**Texte cité**
_ _ _ _ _

Par lettre RAR du 24 juin 2016, la société SER a réitéré sa mise en demeure et exprimé sa volonté de cesser sa relation commerciale avec la société Action+.
Suite à une assignation en référé délivrée par la société SER à l'encontre de la société Action+, le président du tribunal de commerce de Lille Métropole a, par ordonnance du 13 septembre 2016, condamné la société Action+ à payer à la société SER la somme de 22 516,88 euros assortie des intérêts au taux légal à compter du 2 juin 2016, date de la mise en demeure, jusqu'au parfait paiement, en prévoyant un paiement de 1 500 euros par mois jusqu'au 30 novembre 2016 et le solde pour le 31 décembre 2016, outre un versement complémentaire d'une commission de 25 % en sus de celle de 50 % accordée sur les règlements de vente de logiciels et contrats de maintenance entre les parties, le non-paiement d'une échéance rendant le solde immédiatement exigible, ainsi qu'une indemnité au titre de l'article 700 du code de procédure civile.
Après le prononcé de cette décision, la société SER a accepté de poursuivre ses prestations de maintenance sur les contrats en cours.
Le 3 janvier 2017, la société SER a mis en demeure la société Action+ de lui régler la somme de 17 826 euros.

_ _ _ _ _

**Enregistrements**

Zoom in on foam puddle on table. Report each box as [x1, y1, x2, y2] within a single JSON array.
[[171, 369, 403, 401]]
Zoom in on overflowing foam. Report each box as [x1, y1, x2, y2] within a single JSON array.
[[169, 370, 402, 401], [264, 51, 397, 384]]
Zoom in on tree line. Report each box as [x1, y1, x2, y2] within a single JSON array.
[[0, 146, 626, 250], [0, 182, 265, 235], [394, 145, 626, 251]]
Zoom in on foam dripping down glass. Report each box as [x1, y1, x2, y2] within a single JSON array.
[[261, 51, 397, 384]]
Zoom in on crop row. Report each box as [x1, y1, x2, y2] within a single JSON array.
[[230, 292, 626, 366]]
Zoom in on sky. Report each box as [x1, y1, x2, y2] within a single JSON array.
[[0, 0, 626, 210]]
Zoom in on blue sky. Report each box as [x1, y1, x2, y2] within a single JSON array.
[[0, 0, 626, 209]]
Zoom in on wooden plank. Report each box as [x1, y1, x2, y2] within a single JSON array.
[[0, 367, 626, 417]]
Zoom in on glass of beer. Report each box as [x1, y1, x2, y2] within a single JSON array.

_ _ _ _ _

**À faire**
Veuillez restituer à l'identique le passage du texte cité qui va de « Suite à une » jusqu'à « de procédure civile. » inclus.

**Réponse**
Suite à une assignation en référé délivrée par la société SER à l'encontre de la société Action+, le président du tribunal de commerce de Lille Métropole a, par ordonnance du 13 septembre 2016, condamné la société Action+ à payer à la société SER la somme de 22 516,88 euros assortie des intérêts au taux légal à compter du 2 juin 2016, date de la mise en demeure, jusqu'au parfait paiement, en prévoyant un paiement de 1 500 euros par mois jusqu'au 30 novembre 2016 et le solde pour le 31 décembre 2016, outre un versement complémentaire d'une commission de 25 % en sus de celle de 50 % accordée sur les règlements de vente de logiciels et contrats de maintenance entre les parties, le non-paiement d'une échéance rendant le solde immédiatement exigible, ainsi qu'une indemnité au titre de l'article 700 du code de procédure civile.